TEXTO DEL EJERCICIO.
· · · · · · ·

HOMILÍA – IV DOMINGO DE CUARESMA
«El hijo pródigo»
(Lc
15, 1-32)
– 6 marzo 2016 --
El capítulo 15 del evangelio de
Lucas está dedicado a las parábolas de la misericordia, o parábolas de “lo
perdido” que es recuperado por la gracia de Dios en Jesucristo. Su mensaje
central es que Dios nos ha amado en Cristo de modo incondicional, no porque
seamos buenos, sino porque Él es bueno y fuente de misericordia. De esta
certeza de la bondad de Dios, ha de brotar nuestra más inquebrantable
confianza: En ti, Señor, esperé; no quedaré defraudado.
Son tres las parábolas de la
misericordia: la oveja perdida, la moneda perdida y el hijo pródigo. Esta
última es uno de los textos más bellos del evangelio. Su valor principal reside
en la novedad de la figura de Dios que presenta, tan nueva que resulta
escandalosa para los fariseos de todos los tiempos. Es la figura de Dios como
padre bueno, fiel hasta el final a su ser padre. Por eso, habría que llamarla
parábola del Padre misericordioso. Él es el protagonista principal y, en
función de él, se nos muestran los comportamientos del hijo pródigo y del hijo
mayor.
El hijo menor, que echa a perder
la herencia, abraza simbólicamente toda ruptura del hombre con Dios, que trae,
como consecuencia, ruina. La pérdida de los bienes conduce al pródigo a la
pérdida de su dignidad de hijo: se siente indigno de llamarse hijo y de tener
un lugar en la casa paterna. Por eso dice: “Volveré junto a mi Padre y le diré:
he pecado, trátame como a uno de tus jornaleros”.

· · · · · · ·

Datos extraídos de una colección
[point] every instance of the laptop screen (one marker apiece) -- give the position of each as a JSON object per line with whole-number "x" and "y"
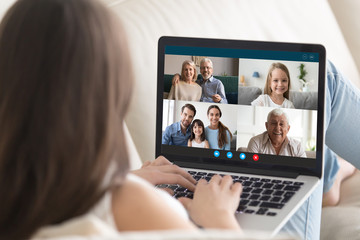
{"x": 241, "y": 106}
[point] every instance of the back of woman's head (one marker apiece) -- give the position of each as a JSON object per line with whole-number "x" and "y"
{"x": 65, "y": 83}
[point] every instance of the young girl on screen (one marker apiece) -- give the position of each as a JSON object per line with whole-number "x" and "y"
{"x": 218, "y": 135}
{"x": 197, "y": 138}
{"x": 277, "y": 88}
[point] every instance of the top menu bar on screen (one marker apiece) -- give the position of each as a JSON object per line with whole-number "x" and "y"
{"x": 243, "y": 53}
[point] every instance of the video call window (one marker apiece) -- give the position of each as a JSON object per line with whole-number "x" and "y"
{"x": 244, "y": 114}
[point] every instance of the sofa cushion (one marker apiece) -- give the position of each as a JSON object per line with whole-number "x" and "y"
{"x": 304, "y": 100}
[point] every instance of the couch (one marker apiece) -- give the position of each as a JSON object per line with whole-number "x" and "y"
{"x": 331, "y": 23}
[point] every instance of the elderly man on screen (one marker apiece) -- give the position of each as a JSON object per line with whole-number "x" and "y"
{"x": 274, "y": 140}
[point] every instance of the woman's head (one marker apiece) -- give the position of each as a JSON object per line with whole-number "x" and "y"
{"x": 65, "y": 86}
{"x": 188, "y": 71}
{"x": 197, "y": 129}
{"x": 214, "y": 115}
{"x": 278, "y": 80}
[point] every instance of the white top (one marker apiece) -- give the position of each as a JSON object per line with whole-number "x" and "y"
{"x": 186, "y": 92}
{"x": 195, "y": 144}
{"x": 265, "y": 101}
{"x": 100, "y": 219}
{"x": 262, "y": 144}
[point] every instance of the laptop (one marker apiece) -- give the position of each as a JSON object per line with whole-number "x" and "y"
{"x": 274, "y": 186}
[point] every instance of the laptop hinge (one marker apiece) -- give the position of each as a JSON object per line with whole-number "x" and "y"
{"x": 239, "y": 170}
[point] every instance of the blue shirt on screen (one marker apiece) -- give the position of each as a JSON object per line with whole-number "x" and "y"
{"x": 211, "y": 87}
{"x": 173, "y": 135}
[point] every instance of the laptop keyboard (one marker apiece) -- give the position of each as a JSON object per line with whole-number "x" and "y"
{"x": 262, "y": 196}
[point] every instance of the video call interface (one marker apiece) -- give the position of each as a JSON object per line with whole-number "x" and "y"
{"x": 241, "y": 105}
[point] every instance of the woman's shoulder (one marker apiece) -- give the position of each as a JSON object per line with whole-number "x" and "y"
{"x": 260, "y": 100}
{"x": 288, "y": 104}
{"x": 137, "y": 195}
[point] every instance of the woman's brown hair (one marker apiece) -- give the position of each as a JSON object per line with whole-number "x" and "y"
{"x": 66, "y": 82}
{"x": 267, "y": 88}
{"x": 222, "y": 137}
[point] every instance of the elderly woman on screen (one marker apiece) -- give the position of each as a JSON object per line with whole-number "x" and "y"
{"x": 186, "y": 89}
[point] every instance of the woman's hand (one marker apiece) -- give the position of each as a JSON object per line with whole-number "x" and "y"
{"x": 161, "y": 171}
{"x": 214, "y": 203}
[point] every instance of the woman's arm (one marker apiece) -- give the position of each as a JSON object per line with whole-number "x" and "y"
{"x": 161, "y": 171}
{"x": 139, "y": 207}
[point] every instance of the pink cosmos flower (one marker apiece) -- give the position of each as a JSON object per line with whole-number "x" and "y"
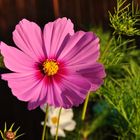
{"x": 58, "y": 66}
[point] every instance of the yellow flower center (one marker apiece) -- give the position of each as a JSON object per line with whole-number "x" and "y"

· · · · · · ·

Reescribe en forma de lista breve el párrafo de la homilía que empieza «Son tres las parábolas» y conserva sus datos principales. Las filas no guardan relación con la homilía.

- Las parábolas de la misericordia son tres: la oveja perdida, la moneda perdida y el hijo pródigo.
- La del hijo pródigo es uno de los textos más bellos del evangelio.
- Su valor principal está en la nueva figura de Dios que presenta, escandalosa para los fariseos de todos los tiempos: un padre bueno, fiel hasta el final a su ser padre.
- Por eso habría que llamarla parábola del Padre misericordioso.
- El Padre es el protagonista principal, y en función de él se muestran los comportamientos del hijo pródigo y del hijo mayor.